* Passage shown *
VLANs and broadcast containment

A VLAN (virtual LAN) logically segments one physical switch into multiple broadcast domains. Hosts in VLAN 10 cannot reach hosts in VLAN 20 without a router or Layer 3 switch, even on the same physical switch. This is why adding VLANs increases broadcast domains while adding ports only adds collision domains. Containing broadcasts with VLANs improves performance and security and sets up the inter-VLAN routing topics in later chapters.

Verification commands

On Cisco IOS you confirm switching behavior with:

  • show mac address-table to see learned MAC-to-port mappings.
  • show mac address-table aging-time to confirm the 300-second default.
  • show interfaces status to check speed, duplex, and VLAN per port.

A frame whose destination still floods after the destination has spoken usually means the entry aged out or the device went silent, reading the table tells you which.

Common traps

  • Switches learn from the source MAC but forward based on the destination MAC, do not swap these.
  • An unknown unicast is flooded, not dropped.
  • The default aging time is 300 seconds, not 30 or 3600.
  • Adding VLANs, not adding ports, is what increases broadcast domains.

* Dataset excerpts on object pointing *
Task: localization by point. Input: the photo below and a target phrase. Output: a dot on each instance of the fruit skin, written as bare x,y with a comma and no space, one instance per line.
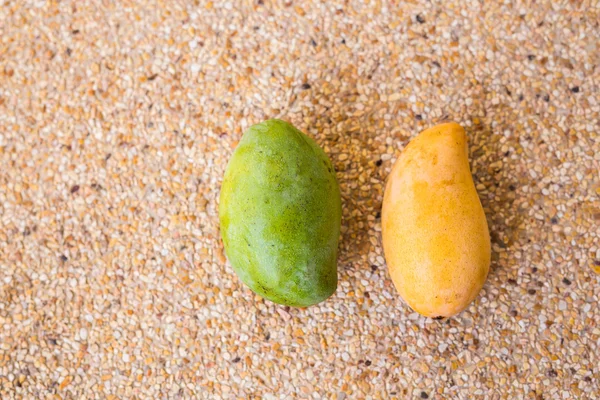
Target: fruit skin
435,235
280,213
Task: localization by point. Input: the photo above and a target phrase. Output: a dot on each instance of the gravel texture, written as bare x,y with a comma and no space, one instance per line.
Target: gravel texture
116,124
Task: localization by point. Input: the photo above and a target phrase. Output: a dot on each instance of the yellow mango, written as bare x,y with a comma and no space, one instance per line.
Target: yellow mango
435,235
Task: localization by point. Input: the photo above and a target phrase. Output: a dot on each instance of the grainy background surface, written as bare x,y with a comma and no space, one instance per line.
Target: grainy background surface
116,123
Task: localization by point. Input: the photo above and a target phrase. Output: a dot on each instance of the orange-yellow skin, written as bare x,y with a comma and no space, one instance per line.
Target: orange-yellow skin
435,235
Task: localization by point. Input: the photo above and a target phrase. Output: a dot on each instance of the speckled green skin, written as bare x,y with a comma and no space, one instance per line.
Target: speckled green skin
280,212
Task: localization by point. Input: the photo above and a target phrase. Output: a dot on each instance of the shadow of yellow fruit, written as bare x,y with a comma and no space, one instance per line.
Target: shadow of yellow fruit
435,235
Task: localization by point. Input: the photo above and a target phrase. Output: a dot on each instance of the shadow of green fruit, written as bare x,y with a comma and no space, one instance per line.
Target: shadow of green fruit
280,214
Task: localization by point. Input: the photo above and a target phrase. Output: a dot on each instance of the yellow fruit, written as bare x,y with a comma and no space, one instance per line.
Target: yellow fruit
435,235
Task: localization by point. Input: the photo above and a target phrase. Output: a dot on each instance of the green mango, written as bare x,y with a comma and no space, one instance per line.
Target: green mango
280,212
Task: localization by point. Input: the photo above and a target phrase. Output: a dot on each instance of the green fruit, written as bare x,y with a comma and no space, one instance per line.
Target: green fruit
280,213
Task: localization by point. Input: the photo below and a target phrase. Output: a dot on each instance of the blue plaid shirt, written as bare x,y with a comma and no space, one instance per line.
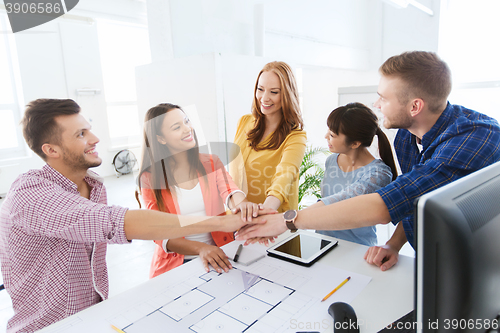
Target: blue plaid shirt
460,142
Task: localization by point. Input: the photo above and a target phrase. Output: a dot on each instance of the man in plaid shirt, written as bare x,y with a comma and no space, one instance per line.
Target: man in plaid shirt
436,144
55,224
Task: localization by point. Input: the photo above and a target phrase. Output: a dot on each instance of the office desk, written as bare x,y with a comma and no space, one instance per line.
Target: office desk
388,296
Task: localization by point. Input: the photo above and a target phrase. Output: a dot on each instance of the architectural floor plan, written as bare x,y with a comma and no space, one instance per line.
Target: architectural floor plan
224,302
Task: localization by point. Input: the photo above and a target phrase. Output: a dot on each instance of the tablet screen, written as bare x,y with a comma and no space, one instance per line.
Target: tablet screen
303,246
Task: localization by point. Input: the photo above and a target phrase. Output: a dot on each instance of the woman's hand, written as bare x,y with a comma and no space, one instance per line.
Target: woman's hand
261,240
248,210
213,255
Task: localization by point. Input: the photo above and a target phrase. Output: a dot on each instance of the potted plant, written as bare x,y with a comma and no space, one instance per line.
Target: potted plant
310,174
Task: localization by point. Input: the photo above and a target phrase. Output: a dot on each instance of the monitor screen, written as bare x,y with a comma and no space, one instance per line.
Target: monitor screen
457,267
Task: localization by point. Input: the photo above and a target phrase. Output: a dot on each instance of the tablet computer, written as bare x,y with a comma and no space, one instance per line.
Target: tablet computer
303,248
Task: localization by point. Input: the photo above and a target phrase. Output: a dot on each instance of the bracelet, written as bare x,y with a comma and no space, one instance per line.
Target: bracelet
231,194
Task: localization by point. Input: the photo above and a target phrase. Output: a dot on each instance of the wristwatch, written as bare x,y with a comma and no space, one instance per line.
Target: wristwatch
290,216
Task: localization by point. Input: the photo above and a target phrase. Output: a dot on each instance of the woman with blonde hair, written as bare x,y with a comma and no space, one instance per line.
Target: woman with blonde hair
271,140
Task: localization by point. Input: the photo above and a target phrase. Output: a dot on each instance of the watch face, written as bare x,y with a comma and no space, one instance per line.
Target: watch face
290,215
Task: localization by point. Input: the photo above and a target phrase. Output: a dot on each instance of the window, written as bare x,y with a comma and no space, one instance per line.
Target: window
122,47
11,141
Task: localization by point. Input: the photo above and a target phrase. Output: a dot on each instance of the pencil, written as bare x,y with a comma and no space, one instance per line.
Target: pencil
334,290
117,329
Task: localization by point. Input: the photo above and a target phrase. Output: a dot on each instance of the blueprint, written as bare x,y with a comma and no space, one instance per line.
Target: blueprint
213,302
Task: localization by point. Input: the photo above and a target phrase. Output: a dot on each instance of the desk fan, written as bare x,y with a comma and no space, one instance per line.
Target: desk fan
124,162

* Work required *
According to the passage on VLANs, what is the default aging time for learned MAC addresses?

* Answer below *
300 seconds.